__AIM OF THE EXERCISE__: Reproduce all of the following entries word for word, leaving out the pictures.

__TASK INPUTS__:
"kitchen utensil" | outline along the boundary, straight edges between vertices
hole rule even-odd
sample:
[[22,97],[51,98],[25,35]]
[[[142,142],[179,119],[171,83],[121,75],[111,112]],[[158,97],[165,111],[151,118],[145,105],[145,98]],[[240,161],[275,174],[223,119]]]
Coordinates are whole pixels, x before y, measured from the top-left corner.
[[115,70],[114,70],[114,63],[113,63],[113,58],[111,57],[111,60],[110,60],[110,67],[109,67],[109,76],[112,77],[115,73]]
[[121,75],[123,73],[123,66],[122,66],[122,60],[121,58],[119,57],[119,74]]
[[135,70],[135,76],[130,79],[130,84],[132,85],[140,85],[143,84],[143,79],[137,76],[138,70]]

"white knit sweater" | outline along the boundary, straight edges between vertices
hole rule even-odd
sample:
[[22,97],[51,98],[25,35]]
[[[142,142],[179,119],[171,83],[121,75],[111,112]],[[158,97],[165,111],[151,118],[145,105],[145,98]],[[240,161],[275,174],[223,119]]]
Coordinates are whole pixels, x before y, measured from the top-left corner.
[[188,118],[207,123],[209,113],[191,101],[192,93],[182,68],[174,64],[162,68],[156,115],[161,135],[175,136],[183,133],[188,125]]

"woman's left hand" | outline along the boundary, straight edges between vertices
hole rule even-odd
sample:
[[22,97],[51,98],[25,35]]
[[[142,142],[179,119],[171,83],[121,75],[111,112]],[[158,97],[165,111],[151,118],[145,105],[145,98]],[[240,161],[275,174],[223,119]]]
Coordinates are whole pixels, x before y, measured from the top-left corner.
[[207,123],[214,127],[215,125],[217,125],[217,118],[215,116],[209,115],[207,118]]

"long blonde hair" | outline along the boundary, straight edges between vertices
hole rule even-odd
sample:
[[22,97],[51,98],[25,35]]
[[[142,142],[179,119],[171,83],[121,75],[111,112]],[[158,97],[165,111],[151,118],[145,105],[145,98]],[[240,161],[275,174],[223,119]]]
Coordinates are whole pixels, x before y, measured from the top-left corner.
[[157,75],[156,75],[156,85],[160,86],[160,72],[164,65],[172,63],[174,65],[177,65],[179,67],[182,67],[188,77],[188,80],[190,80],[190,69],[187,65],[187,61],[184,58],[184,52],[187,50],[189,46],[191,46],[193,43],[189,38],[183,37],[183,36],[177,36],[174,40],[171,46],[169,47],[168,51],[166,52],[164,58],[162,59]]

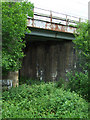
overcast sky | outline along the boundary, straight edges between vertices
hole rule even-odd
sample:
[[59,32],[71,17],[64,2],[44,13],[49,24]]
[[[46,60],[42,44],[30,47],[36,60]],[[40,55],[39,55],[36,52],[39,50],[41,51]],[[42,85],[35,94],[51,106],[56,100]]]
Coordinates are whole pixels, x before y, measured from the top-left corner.
[[88,19],[90,0],[29,0],[35,7]]

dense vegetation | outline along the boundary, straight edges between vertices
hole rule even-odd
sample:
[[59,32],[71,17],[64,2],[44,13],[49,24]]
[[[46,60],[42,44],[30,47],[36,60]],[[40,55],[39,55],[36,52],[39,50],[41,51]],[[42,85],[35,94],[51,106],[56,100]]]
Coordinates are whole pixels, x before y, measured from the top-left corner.
[[88,118],[88,103],[57,83],[20,85],[3,93],[3,118]]
[[[23,1],[23,0],[21,0]],[[2,70],[3,74],[17,71],[24,57],[27,29],[27,15],[33,16],[33,4],[23,2],[2,2]]]

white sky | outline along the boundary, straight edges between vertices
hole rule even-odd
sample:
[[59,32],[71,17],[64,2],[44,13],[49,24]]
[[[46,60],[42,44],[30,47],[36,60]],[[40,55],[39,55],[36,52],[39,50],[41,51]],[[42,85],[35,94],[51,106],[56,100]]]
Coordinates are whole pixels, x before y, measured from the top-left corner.
[[29,0],[35,7],[88,19],[90,0]]

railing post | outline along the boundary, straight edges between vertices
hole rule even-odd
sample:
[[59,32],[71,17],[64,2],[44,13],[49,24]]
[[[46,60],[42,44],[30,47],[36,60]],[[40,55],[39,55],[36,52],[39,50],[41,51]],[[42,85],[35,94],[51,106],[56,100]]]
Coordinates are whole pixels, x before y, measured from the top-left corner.
[[81,22],[81,18],[79,18],[79,23]]
[[33,8],[32,26],[34,26],[34,8]]

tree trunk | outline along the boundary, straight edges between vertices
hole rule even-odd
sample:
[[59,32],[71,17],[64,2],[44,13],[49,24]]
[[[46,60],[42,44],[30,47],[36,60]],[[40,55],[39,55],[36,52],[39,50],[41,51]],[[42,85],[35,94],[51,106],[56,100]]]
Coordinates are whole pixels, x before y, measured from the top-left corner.
[[19,86],[18,71],[9,72],[8,79],[12,80],[13,87],[18,87]]

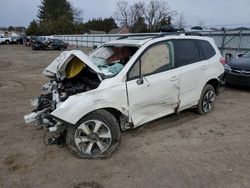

__REPLY TO THE EXERCISE__:
"kitchen utensil" | outline along the boundary, straight edges between vertices
hole rule even-odd
sample:
[[22,97],[51,98],[25,35]]
[[[142,142],[179,119],[171,83],[121,75],[111,112]],[[158,97],[165,111],[151,118],[145,105],[145,98]],[[240,161],[275,174],[223,119]]]
Coordinates are whole pixels, x before y, measured from the top-left corner.
[[115,70],[114,70],[114,63],[113,63],[113,58],[111,57],[111,60],[110,60],[110,67],[109,67],[109,76],[112,77],[115,73]]
[[121,75],[123,73],[123,66],[122,66],[122,60],[121,58],[119,57],[119,74]]
[[135,70],[135,76],[130,79],[130,84],[132,85],[140,85],[143,84],[143,79],[137,76],[138,70]]

"white knit sweater" | outline along the boundary, straight edges between vertices
hole rule even-odd
sample:
[[22,97],[51,98],[25,35]]
[[[142,142],[179,119],[171,83],[121,75],[111,112]],[[158,97],[165,111],[151,118],[145,105],[145,98]],[[240,161],[275,174],[223,119]]]
Coordinates are whole pixels, x before y, measured from the top-left corner.
[[188,118],[207,123],[209,113],[191,101],[192,93],[182,68],[174,64],[162,68],[156,115],[161,135],[175,136],[183,133],[188,125]]

"woman's left hand" | outline along the boundary, straight edges between vertices
hole rule even-odd
sample:
[[22,97],[51,98],[25,35]]
[[[142,142],[179,119],[171,83],[121,75],[111,112]],[[158,97],[165,111],[151,118],[145,105],[145,98]],[[240,161],[275,174],[223,119]]]
Coordinates are whole pixels, x before y, measured from the top-left corner.
[[207,123],[214,127],[215,125],[217,125],[217,118],[215,116],[209,115],[207,118]]

"long blonde hair" | outline along the boundary, straight edges between vertices
hole rule even-odd
sample:
[[22,97],[51,98],[25,35]]
[[[142,142],[179,119],[171,83],[121,75],[111,112]],[[158,97],[165,111],[151,118],[145,105],[145,98]],[[240,161],[275,174],[223,119]]]
Coordinates are whole pixels, x before y, measured from the top-left corner.
[[157,75],[156,75],[156,85],[160,86],[160,72],[164,65],[172,63],[174,65],[177,65],[179,67],[182,67],[188,77],[188,80],[190,80],[190,69],[187,65],[187,61],[184,58],[184,52],[187,50],[189,46],[191,46],[193,43],[189,38],[183,37],[183,36],[177,36],[174,40],[171,46],[169,47],[168,51],[166,52],[164,58],[162,59]]

overcast sky | outline along the boundary, straight edges between vertices
hole rule even-odd
sample:
[[59,32],[71,17],[64,2],[44,13],[49,24]]
[[[46,60],[42,44],[30,47],[36,60]],[[40,55],[39,55],[36,52],[39,50],[41,51]],[[42,85],[35,94],[51,106],[56,100]]]
Coordinates are whole pixels, x before y, measured from the top-left corner.
[[88,19],[90,0],[29,0],[35,7]]

dense vegetation | outline along the boundary, straight edges between vertices
hole rule even-odd
sample:
[[59,32],[71,17],[64,2],[44,13],[49,24]]
[[[46,60],[42,44],[30,47],[36,60]],[[40,55],[39,55],[36,52],[39,50],[41,51]],[[42,85],[35,94],[51,106],[56,100]]]
Coordinates are whole pixels, x before y, measured from the top-left corner.
[[88,118],[88,103],[57,83],[20,85],[3,93],[3,118]]
[[[23,1],[23,0],[21,0]],[[2,70],[3,74],[17,71],[24,57],[27,29],[27,15],[33,16],[33,4],[23,2],[2,2]]]

white sky | outline along the boundary, straight edges between vertices
hole rule even-odd
sample:
[[59,32],[71,17],[64,2],[44,13],[49,24]]
[[[46,60],[42,44],[30,47],[36,60]],[[40,55],[39,55],[36,52],[39,50],[41,51]],[[42,85],[35,94],[51,106],[56,100]]]
Coordinates are whole pixels, x before y, measured from the top-left corner.
[[29,0],[35,7],[88,19],[90,0]]

railing post | outline along the boundary, straight edges between vertices
hole rule even-odd
sample:
[[59,32],[71,17],[64,2],[44,13],[49,24]]
[[[46,60],[42,44],[30,47],[36,60]],[[40,55],[39,55],[36,52],[39,50],[41,51]],[[42,85],[35,94],[51,106],[56,100]]]
Coordinates are whole pixels, x before y, measured from the top-left corner.
[[81,22],[81,18],[79,18],[79,23]]
[[33,8],[32,26],[34,26],[34,8]]

tree trunk | outline along the boundary, straight edges between vertices
hole rule even-odd
sample:
[[59,32],[71,17],[64,2],[44,13],[49,24]]
[[[46,60],[42,44],[30,47],[36,60]],[[40,55],[39,55],[36,52],[39,50],[41,51]],[[42,85],[35,94],[51,106],[56,100]]]
Coordinates are whole pixels, x before y, measured from the top-left corner.
[[19,86],[18,71],[9,72],[8,79],[12,80],[13,87],[18,87]]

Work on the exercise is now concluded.